RECORDS TO USE:
.....

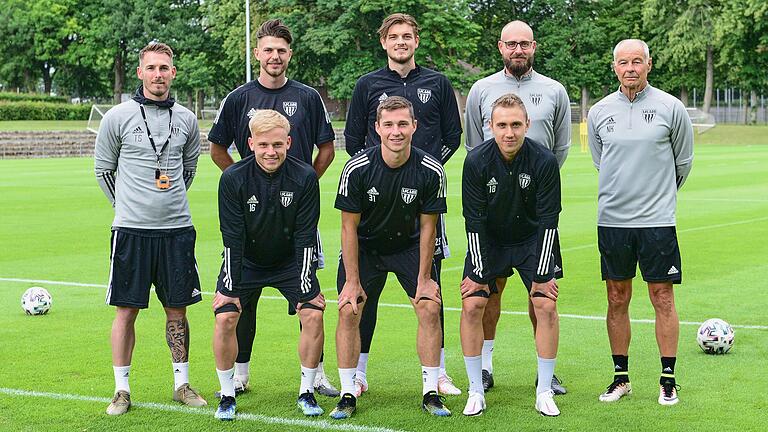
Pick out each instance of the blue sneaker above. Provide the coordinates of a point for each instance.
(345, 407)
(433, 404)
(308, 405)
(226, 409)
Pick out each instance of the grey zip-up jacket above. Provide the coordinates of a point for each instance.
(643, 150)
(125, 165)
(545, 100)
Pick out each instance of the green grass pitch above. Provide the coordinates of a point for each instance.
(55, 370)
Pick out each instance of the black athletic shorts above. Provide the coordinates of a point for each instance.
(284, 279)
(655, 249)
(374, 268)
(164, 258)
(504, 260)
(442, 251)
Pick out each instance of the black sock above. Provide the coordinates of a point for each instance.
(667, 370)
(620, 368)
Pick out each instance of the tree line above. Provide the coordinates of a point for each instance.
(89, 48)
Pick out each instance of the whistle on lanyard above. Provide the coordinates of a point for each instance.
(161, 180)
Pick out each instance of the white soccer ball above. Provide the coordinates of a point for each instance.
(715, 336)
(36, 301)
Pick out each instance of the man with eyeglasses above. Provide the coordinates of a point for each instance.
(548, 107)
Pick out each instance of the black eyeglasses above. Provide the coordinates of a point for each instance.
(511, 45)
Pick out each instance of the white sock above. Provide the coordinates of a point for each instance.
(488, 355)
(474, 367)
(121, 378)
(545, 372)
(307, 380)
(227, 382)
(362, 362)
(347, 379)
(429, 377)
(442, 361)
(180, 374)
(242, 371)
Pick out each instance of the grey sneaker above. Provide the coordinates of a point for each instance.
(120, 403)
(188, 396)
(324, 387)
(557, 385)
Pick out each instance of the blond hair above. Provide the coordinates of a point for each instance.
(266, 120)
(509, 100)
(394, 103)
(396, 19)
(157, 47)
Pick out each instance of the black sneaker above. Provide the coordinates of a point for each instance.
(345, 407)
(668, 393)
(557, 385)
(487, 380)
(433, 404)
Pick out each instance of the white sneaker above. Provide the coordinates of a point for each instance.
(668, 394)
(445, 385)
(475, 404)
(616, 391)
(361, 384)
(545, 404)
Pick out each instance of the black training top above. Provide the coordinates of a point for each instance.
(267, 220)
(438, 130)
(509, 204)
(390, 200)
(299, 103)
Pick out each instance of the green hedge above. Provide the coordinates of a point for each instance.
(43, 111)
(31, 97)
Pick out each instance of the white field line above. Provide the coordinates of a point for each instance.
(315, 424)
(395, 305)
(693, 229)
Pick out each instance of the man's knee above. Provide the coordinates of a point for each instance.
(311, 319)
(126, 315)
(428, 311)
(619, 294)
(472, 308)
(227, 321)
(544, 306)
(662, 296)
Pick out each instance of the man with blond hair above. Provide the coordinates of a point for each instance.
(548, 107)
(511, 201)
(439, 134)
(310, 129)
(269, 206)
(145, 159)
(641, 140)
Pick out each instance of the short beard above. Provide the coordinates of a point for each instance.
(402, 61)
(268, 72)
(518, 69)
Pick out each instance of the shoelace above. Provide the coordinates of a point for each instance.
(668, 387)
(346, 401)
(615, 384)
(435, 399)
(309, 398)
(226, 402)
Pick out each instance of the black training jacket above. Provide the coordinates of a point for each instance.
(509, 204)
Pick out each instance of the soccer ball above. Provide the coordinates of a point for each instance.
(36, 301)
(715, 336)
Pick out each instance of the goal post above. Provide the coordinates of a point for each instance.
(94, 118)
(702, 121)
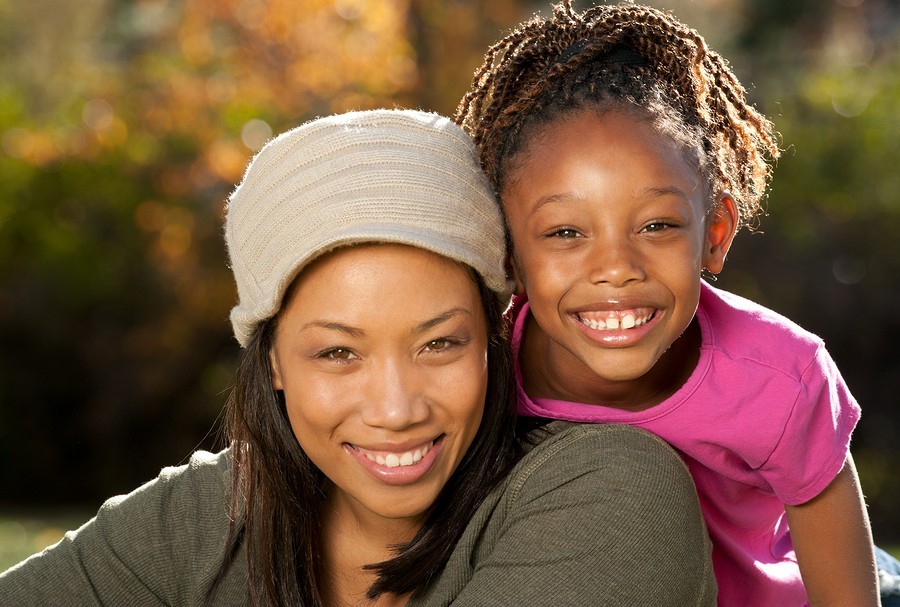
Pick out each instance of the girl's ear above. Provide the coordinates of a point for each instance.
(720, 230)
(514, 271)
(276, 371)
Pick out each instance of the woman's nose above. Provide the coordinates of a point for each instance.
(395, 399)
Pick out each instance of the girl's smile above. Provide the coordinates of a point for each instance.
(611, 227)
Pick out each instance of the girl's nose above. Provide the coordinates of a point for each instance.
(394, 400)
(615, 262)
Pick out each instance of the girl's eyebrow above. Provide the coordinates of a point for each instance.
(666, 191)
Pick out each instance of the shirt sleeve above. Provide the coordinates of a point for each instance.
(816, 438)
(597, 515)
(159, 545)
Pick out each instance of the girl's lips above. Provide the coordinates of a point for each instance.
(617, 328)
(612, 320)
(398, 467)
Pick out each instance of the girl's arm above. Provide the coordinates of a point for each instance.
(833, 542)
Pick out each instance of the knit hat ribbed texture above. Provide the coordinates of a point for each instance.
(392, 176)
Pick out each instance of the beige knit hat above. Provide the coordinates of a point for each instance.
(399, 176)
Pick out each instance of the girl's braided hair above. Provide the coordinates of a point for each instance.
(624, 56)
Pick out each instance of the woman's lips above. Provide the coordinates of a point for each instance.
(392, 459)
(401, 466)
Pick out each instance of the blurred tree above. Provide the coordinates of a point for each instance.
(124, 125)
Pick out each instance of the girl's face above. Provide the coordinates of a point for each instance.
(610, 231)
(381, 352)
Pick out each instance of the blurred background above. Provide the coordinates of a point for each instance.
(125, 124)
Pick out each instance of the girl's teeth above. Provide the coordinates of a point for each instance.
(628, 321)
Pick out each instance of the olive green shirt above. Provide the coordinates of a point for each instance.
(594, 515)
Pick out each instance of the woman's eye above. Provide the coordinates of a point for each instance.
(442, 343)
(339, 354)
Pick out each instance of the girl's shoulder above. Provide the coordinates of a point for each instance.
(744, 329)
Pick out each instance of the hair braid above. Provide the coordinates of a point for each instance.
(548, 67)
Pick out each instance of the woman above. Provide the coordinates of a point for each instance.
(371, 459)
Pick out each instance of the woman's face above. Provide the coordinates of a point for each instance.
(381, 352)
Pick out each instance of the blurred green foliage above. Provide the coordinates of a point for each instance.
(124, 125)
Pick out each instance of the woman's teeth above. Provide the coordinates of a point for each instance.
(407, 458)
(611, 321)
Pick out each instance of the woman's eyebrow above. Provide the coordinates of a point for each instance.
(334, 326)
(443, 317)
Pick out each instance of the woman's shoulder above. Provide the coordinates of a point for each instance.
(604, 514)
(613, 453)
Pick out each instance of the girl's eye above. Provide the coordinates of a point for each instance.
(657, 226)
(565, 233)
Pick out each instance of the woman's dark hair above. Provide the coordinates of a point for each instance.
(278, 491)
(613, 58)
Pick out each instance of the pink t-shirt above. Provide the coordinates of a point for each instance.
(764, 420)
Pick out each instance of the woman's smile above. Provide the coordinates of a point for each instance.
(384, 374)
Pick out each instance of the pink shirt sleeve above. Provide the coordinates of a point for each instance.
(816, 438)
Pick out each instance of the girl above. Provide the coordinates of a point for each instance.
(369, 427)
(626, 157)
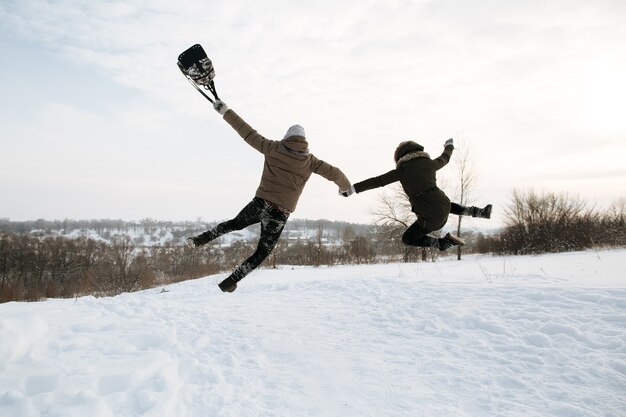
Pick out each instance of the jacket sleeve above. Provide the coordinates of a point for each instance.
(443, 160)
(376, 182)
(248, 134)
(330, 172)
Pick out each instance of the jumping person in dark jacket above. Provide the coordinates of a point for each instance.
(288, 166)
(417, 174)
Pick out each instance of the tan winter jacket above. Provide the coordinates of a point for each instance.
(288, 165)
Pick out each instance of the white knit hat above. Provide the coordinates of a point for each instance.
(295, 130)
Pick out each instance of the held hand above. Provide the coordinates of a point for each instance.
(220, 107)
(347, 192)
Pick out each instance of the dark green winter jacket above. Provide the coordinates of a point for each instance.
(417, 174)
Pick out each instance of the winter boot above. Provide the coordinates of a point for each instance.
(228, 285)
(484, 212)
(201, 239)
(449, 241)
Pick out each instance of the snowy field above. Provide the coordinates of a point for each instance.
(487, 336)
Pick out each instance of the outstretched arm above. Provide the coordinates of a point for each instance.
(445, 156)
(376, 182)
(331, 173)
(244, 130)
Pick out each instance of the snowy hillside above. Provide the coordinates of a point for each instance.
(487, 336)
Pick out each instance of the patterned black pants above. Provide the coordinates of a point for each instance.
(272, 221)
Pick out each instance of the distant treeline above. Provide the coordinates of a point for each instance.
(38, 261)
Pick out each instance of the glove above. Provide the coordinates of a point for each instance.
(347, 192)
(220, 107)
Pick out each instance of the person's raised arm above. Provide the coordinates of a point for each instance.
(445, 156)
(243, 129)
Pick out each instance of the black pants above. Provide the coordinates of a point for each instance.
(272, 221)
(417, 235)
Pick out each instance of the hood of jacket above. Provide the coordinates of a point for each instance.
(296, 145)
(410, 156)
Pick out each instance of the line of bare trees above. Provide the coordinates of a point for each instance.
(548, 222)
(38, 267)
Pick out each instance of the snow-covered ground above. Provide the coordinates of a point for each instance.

.....

TO BE DONE: Format the part of the material that opens with the line containing "Pick out each instance of the line" and closes with the final line as a Markdown table with columns Row and Line, numbering each line and leaving out any blank lines.

FINAL ANSWER:
| Row | Line |
|---|---|
| 1 | Pick out each instance of the line of bare trees above. Provide the coordinates of a point for each instance. |
| 2 | (548, 222) |
| 3 | (38, 267) |
| 4 | Pick out each instance of the snow-covered ground above. Provide the coordinates of a point for each instance. |